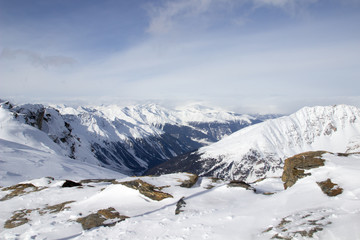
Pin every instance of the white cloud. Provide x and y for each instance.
(171, 15)
(35, 58)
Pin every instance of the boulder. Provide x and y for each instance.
(104, 217)
(19, 190)
(179, 205)
(147, 189)
(69, 183)
(190, 182)
(295, 166)
(329, 188)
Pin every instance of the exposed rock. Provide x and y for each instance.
(69, 183)
(179, 205)
(147, 189)
(190, 182)
(238, 183)
(97, 181)
(104, 217)
(295, 166)
(20, 189)
(55, 208)
(300, 225)
(19, 218)
(329, 188)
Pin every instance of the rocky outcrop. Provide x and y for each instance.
(295, 166)
(55, 208)
(147, 189)
(238, 183)
(190, 182)
(300, 225)
(103, 217)
(20, 189)
(179, 205)
(69, 183)
(329, 188)
(19, 218)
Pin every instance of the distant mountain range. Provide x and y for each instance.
(129, 140)
(260, 150)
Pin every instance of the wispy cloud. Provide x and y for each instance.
(36, 59)
(169, 15)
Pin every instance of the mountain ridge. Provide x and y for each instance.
(128, 139)
(259, 150)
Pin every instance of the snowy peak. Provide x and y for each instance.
(128, 139)
(259, 150)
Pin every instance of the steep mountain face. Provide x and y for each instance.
(130, 139)
(260, 150)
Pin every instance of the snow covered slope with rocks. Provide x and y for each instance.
(128, 139)
(28, 153)
(162, 208)
(259, 150)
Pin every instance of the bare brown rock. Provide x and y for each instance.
(110, 215)
(295, 166)
(329, 188)
(19, 218)
(20, 189)
(55, 208)
(147, 189)
(190, 182)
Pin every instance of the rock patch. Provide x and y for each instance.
(300, 225)
(104, 217)
(20, 189)
(179, 205)
(190, 182)
(69, 183)
(147, 189)
(295, 166)
(329, 188)
(239, 183)
(19, 218)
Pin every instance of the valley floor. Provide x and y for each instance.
(210, 209)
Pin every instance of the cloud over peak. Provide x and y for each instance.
(36, 59)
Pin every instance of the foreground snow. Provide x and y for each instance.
(213, 210)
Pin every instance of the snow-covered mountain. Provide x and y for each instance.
(28, 153)
(165, 207)
(260, 150)
(128, 139)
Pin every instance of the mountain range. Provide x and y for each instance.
(128, 140)
(64, 173)
(260, 150)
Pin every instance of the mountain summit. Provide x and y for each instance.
(260, 150)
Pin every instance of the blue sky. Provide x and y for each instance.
(267, 56)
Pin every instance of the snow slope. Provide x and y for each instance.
(259, 150)
(28, 153)
(128, 139)
(212, 209)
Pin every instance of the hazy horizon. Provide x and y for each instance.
(249, 56)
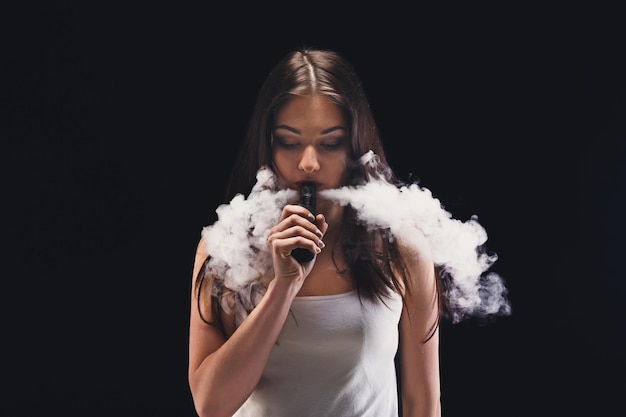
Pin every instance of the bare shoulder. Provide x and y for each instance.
(414, 245)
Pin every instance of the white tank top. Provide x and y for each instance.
(334, 358)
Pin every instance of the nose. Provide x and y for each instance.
(308, 162)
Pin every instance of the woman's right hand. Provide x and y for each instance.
(295, 230)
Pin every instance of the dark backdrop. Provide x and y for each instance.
(118, 125)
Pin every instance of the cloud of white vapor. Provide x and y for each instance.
(237, 240)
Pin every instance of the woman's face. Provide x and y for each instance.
(310, 142)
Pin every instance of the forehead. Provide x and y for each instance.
(310, 110)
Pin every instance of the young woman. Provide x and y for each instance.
(348, 333)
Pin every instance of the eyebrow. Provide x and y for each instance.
(324, 132)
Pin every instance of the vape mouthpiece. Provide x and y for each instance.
(307, 199)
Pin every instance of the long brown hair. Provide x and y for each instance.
(373, 259)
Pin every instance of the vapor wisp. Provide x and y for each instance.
(237, 241)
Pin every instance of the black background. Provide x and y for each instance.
(119, 122)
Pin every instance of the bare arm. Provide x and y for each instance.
(419, 360)
(222, 371)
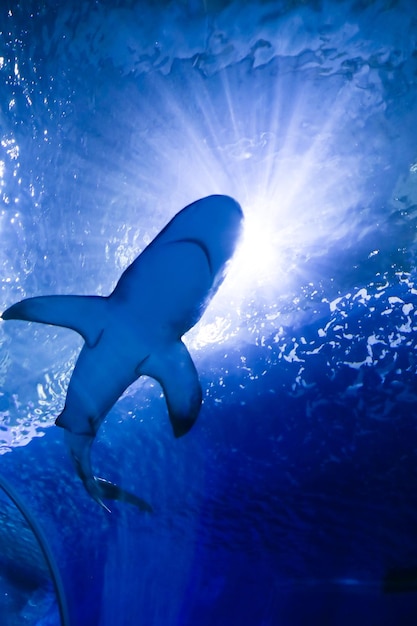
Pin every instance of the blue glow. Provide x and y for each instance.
(116, 116)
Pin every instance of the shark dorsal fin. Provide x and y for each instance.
(84, 314)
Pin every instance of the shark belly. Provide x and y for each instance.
(137, 329)
(172, 286)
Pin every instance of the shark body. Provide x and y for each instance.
(137, 329)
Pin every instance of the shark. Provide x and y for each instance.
(137, 330)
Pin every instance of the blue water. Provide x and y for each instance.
(294, 498)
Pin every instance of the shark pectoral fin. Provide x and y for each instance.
(177, 375)
(84, 314)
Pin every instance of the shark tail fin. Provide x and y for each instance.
(98, 488)
(84, 314)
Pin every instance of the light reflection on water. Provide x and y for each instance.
(306, 139)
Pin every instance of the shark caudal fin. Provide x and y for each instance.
(84, 314)
(98, 488)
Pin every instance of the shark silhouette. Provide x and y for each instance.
(137, 329)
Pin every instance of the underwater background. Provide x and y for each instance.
(293, 500)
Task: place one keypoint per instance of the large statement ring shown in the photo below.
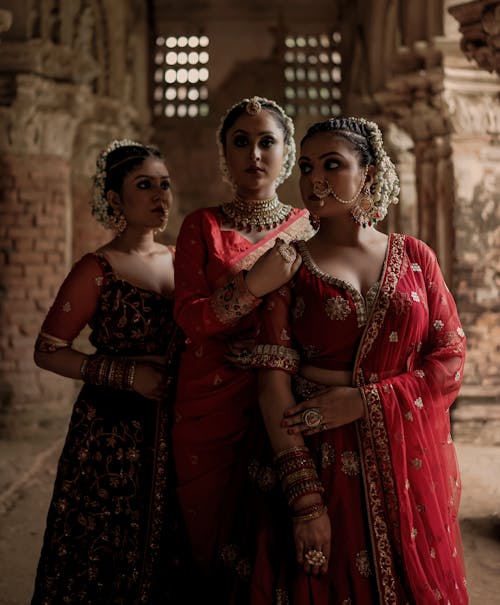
(312, 418)
(287, 252)
(314, 557)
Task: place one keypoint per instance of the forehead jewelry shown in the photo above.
(322, 188)
(253, 106)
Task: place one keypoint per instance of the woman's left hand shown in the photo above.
(333, 407)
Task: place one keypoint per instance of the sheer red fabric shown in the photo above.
(407, 351)
(215, 398)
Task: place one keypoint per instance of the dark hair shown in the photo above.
(235, 112)
(352, 130)
(122, 160)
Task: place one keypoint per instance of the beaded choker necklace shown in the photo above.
(248, 215)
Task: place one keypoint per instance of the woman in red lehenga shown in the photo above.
(218, 288)
(110, 527)
(362, 356)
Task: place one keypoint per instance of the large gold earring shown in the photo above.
(119, 223)
(164, 223)
(364, 212)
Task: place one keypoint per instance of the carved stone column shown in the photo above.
(480, 29)
(412, 101)
(57, 109)
(472, 99)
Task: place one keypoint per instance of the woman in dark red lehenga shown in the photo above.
(362, 355)
(227, 258)
(110, 536)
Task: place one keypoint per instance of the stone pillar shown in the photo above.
(480, 28)
(413, 102)
(472, 99)
(36, 139)
(59, 105)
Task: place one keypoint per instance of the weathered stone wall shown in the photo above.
(73, 76)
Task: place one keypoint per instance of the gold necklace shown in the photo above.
(248, 215)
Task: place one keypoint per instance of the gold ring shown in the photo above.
(287, 252)
(322, 188)
(314, 557)
(312, 418)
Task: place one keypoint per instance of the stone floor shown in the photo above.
(27, 473)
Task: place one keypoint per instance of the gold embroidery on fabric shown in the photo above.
(379, 487)
(337, 308)
(298, 308)
(263, 476)
(401, 303)
(275, 356)
(298, 230)
(45, 343)
(350, 463)
(393, 264)
(233, 300)
(363, 563)
(357, 298)
(327, 455)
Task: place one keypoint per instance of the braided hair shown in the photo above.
(366, 139)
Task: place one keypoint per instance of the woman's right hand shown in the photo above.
(314, 534)
(149, 380)
(273, 269)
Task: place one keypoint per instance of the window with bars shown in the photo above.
(313, 74)
(180, 76)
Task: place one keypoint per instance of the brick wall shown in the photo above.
(34, 194)
(88, 234)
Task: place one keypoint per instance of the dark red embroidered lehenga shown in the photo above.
(392, 485)
(108, 539)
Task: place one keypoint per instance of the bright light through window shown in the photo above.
(313, 74)
(180, 76)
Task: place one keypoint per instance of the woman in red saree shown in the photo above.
(110, 533)
(361, 357)
(219, 285)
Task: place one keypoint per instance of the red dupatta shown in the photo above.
(410, 366)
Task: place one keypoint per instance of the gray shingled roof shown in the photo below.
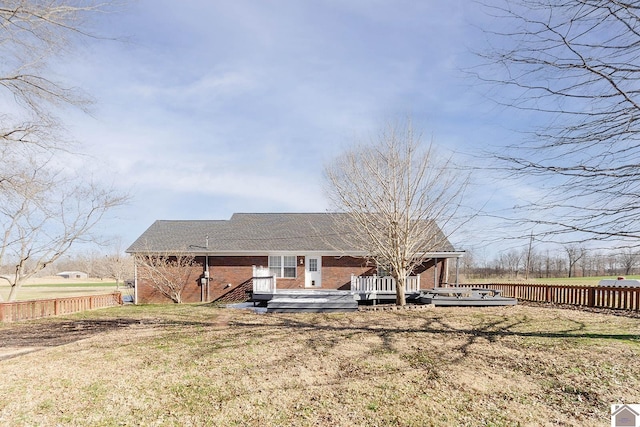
(253, 233)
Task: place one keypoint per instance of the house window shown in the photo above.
(283, 266)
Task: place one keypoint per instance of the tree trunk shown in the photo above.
(401, 299)
(13, 293)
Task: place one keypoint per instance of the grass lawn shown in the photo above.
(203, 365)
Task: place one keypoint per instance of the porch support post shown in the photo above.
(445, 265)
(435, 272)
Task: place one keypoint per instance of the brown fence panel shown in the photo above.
(36, 309)
(586, 296)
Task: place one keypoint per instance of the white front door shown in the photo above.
(313, 272)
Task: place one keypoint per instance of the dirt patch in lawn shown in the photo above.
(205, 365)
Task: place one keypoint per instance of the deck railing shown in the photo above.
(35, 309)
(587, 296)
(383, 284)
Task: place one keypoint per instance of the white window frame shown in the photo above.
(282, 265)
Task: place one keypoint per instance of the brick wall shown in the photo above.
(231, 276)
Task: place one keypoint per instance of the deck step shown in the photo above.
(295, 303)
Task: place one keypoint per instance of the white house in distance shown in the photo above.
(73, 275)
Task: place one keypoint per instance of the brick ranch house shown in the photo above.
(302, 250)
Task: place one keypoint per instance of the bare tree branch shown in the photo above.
(575, 65)
(395, 190)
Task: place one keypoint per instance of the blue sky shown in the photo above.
(206, 108)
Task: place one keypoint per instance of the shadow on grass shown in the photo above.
(438, 326)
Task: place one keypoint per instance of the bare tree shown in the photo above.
(628, 259)
(118, 267)
(512, 260)
(42, 216)
(572, 65)
(574, 254)
(395, 190)
(44, 210)
(168, 274)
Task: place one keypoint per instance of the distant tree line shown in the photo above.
(569, 261)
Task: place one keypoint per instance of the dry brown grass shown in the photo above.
(204, 365)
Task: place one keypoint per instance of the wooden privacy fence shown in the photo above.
(587, 296)
(35, 309)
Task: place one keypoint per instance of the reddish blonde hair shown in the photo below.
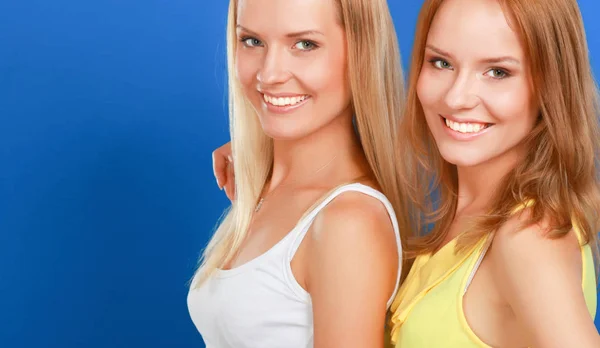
(560, 173)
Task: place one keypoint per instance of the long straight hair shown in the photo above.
(375, 75)
(559, 173)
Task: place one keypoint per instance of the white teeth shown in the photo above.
(465, 127)
(287, 101)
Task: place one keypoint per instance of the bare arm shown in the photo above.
(540, 279)
(223, 170)
(353, 262)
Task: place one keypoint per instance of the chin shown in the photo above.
(460, 159)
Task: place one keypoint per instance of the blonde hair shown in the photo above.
(559, 174)
(375, 77)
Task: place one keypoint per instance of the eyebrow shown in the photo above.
(493, 60)
(290, 35)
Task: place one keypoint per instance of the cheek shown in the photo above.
(246, 67)
(513, 106)
(429, 89)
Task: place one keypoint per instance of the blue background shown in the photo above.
(110, 111)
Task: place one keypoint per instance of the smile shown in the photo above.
(284, 101)
(466, 127)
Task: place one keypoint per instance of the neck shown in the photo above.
(478, 184)
(334, 146)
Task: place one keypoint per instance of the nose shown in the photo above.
(463, 93)
(275, 69)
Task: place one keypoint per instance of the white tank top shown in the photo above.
(260, 304)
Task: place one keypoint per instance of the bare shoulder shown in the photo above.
(357, 215)
(517, 242)
(540, 279)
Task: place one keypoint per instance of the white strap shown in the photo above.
(304, 225)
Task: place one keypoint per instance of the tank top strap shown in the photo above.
(304, 224)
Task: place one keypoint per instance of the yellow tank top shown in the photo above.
(428, 310)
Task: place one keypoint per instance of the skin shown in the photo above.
(348, 261)
(527, 291)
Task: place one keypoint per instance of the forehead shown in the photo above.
(474, 29)
(285, 16)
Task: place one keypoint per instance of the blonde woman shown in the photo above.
(309, 254)
(502, 118)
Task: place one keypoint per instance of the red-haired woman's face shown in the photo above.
(474, 85)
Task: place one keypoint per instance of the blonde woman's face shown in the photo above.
(291, 63)
(474, 85)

——

Look above for the line that holds "Task: place one keypoint per instance of the bare shoulder", then copy it and each line after it exactly, through the last line of the data.

### Task answer
Task: place one keypoint per instance of the bare shoulder shown in the photo above.
(357, 215)
(517, 242)
(540, 279)
Task: place one keypoint per instance of the white strap shown in the photo above.
(304, 225)
Task: place one keypoint per instance of the tank top strap shown in the photo above.
(304, 224)
Task: place one keypoint per instance of the yellow tank top shown in the photo above.
(428, 310)
Task: place one keypoint per instance of the skin shown in the photo above.
(348, 261)
(527, 291)
Task: place one keypoint per instance of the forehead shown in the photo above.
(474, 29)
(285, 16)
Task: place one keypoint per instance of the blonde woman shown in the photo above.
(309, 254)
(502, 118)
Task: place one keypoint per instance of the red-haired woman's face shown in the photo above.
(474, 85)
Task: place one keypoint per instance of the blonde woman's face shown in the photo above.
(291, 63)
(474, 85)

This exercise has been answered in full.